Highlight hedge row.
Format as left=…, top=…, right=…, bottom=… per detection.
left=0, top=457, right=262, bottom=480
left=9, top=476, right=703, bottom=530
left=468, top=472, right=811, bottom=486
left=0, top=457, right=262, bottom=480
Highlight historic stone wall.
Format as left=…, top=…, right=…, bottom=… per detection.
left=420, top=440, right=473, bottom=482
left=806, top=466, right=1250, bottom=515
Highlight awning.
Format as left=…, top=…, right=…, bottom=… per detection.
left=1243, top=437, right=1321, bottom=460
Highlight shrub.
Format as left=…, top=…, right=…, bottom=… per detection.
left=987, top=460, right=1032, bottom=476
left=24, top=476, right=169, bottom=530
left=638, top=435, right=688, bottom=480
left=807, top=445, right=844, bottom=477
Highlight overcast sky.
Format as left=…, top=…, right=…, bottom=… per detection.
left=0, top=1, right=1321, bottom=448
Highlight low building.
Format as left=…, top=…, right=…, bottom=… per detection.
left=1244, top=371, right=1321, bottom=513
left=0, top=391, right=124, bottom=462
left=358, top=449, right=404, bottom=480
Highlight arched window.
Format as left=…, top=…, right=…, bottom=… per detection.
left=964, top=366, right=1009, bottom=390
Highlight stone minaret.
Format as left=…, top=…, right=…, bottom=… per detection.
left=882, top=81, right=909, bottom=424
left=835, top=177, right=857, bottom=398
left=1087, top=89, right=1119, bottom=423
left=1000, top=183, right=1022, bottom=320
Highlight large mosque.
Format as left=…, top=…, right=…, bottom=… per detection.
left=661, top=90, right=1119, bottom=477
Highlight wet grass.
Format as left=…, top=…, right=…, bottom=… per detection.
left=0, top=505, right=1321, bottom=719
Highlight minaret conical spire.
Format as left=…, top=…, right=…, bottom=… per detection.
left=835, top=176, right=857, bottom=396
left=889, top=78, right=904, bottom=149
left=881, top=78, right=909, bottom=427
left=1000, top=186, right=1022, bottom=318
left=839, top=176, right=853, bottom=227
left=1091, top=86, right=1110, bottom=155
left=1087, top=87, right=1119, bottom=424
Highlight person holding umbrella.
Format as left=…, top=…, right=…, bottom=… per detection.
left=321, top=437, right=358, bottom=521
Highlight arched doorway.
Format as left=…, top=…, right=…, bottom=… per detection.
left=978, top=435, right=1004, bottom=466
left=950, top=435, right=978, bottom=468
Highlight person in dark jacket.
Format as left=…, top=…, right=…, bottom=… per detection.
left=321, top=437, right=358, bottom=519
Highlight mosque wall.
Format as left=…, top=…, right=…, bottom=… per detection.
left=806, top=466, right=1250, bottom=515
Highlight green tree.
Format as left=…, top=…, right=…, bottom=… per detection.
________________________________________
__EXERCISE AIM__: Copy all of the records above word for word, keeping every line in its original order.

__WRITTEN REPLY__:
Highlight hedge row.
Format as left=…, top=…, right=…, bottom=… per detection.
left=0, top=457, right=262, bottom=480
left=9, top=476, right=703, bottom=530
left=468, top=472, right=811, bottom=486
left=0, top=457, right=262, bottom=480
Highlight historic stone wall.
Format as left=…, top=…, right=…, bottom=… per detection.
left=420, top=440, right=473, bottom=482
left=806, top=466, right=1250, bottom=515
Highlight awning.
Format as left=…, top=…, right=…, bottom=… per detection.
left=1243, top=437, right=1321, bottom=460
Highlight shrub.
Format as left=…, top=…, right=…, bottom=… per detection.
left=987, top=460, right=1032, bottom=476
left=24, top=476, right=169, bottom=530
left=638, top=435, right=688, bottom=480
left=807, top=445, right=844, bottom=477
Highlight overcast sky.
Format as left=…, top=…, right=…, bottom=… per detection.
left=0, top=1, right=1321, bottom=448
Highlight low building.
Format as left=…, top=…, right=…, bottom=… per detection.
left=1244, top=371, right=1321, bottom=513
left=0, top=391, right=124, bottom=462
left=358, top=449, right=404, bottom=480
Highlight arched window.
Format as left=…, top=…, right=…, bottom=… per detection.
left=964, top=366, right=1009, bottom=390
Highlight stone minaret.
Format as left=…, top=…, right=…, bottom=… per detection.
left=882, top=81, right=909, bottom=424
left=835, top=177, right=857, bottom=398
left=1087, top=89, right=1119, bottom=423
left=1000, top=183, right=1022, bottom=320
Highlight large mosque.
Format as left=…, top=…, right=…, bottom=… per detection.
left=661, top=90, right=1119, bottom=477
Highlight wet grass.
Format as left=…, top=…, right=…, bottom=… per detection.
left=0, top=505, right=1321, bottom=719
Highlight minaret conical spire.
Format as left=…, top=…, right=…, bottom=… per detection.
left=835, top=176, right=857, bottom=396
left=889, top=78, right=904, bottom=149
left=881, top=78, right=909, bottom=427
left=1000, top=186, right=1022, bottom=318
left=839, top=176, right=853, bottom=227
left=1091, top=86, right=1110, bottom=155
left=1087, top=87, right=1119, bottom=424
Highlight person holding umbrella.
Format as left=…, top=…, right=…, bottom=… per detection.
left=321, top=437, right=358, bottom=521
Highlight arched doorway.
Format as left=…, top=…, right=…, bottom=… per detection.
left=978, top=435, right=1004, bottom=466
left=950, top=435, right=978, bottom=468
Highlight person in dark jacket.
Format as left=…, top=…, right=…, bottom=… per detection.
left=321, top=437, right=358, bottom=519
Highlight mosque wall.
Format as left=…, top=…, right=…, bottom=… per detection.
left=806, top=466, right=1250, bottom=515
Highlight green tree.
Format as left=…, top=…, right=…, bottom=… per detection.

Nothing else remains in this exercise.